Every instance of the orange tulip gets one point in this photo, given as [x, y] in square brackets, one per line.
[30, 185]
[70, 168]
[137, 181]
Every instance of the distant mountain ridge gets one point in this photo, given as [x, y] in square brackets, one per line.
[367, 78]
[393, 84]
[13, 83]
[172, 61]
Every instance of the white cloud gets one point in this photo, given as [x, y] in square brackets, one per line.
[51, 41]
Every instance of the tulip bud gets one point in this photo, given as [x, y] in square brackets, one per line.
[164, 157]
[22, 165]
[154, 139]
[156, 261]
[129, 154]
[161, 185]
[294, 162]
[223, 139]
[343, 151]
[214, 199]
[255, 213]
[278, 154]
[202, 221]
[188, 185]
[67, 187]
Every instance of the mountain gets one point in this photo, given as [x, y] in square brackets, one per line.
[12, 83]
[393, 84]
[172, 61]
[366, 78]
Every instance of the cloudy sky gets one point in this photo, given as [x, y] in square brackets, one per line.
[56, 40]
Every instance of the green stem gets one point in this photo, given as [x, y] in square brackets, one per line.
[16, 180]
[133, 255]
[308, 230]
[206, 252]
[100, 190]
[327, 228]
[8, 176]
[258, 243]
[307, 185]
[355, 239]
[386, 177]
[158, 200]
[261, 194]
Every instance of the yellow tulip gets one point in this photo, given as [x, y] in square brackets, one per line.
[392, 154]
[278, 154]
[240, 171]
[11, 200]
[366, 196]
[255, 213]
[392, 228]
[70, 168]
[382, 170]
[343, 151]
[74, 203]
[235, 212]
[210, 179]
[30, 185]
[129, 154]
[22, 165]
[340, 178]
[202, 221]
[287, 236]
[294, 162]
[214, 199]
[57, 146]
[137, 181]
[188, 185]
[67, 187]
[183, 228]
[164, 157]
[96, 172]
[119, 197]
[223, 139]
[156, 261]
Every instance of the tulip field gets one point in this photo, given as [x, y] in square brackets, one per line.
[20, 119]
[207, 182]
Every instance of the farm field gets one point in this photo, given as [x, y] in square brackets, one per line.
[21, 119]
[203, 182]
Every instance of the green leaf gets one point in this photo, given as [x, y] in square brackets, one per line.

» Set exercise
Rewrite the records from the line containing "Every instance of the tulip field" through the last line of the records, both included, as a Markdown table with the columns Row and Line, numbering each row and omitting any blank lines.

» Answer below
| Row | Line |
|---|---|
| 1 | Every instance of the tulip field gets one point in this photo, given as [x, y] in square brackets, one per line. |
| 2 | [20, 119] |
| 3 | [207, 182] |
| 4 | Every instance of the farm field gets one point in this photo, given as [x, y] in square brackets, one per line. |
| 5 | [21, 119] |
| 6 | [203, 182] |
| 7 | Every instance of the green leaf gets one point in this photo, given as [x, y] in square brackets, one per line. |